» **Problem requirements**
Scale up every record below by rewriting all of its lines, requests included, with each coordinate in the answers multiplied by 2.4 and rounded to a whole number, halves going up. Leave the numbers in the requests and in their sample output unchanged.
[Exercise data start]
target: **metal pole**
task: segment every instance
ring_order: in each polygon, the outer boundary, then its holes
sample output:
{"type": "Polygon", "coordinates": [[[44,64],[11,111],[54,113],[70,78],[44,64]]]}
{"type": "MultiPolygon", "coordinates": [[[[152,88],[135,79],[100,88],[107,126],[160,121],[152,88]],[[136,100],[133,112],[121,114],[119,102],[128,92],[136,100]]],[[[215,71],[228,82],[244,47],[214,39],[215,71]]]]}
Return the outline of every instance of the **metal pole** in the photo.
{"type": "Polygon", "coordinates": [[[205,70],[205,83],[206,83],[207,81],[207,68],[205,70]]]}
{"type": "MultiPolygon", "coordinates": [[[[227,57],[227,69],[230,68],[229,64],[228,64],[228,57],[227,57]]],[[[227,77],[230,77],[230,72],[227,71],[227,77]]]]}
[Exercise data end]
» **Response to this task**
target: **metal pole**
task: segment every instance
ring_order: in each polygon, the outer boundary, then its holes
sample output:
{"type": "Polygon", "coordinates": [[[44,64],[11,111],[54,113],[70,78],[44,64]]]}
{"type": "MultiPolygon", "coordinates": [[[[152,88],[135,79],[100,88],[107,126],[160,121],[152,88]],[[136,100],[133,112],[121,114],[119,102],[128,92],[136,100]]],[[[215,71],[228,82],[244,47],[214,39],[215,71]]]]}
Return the outline of every instance of the **metal pole** in the photo.
{"type": "Polygon", "coordinates": [[[492,168],[492,199],[494,199],[497,194],[497,163],[492,168]]]}
{"type": "MultiPolygon", "coordinates": [[[[545,137],[545,166],[552,163],[550,154],[547,154],[547,137],[545,137]]],[[[545,185],[552,185],[552,173],[545,170],[545,185]]]]}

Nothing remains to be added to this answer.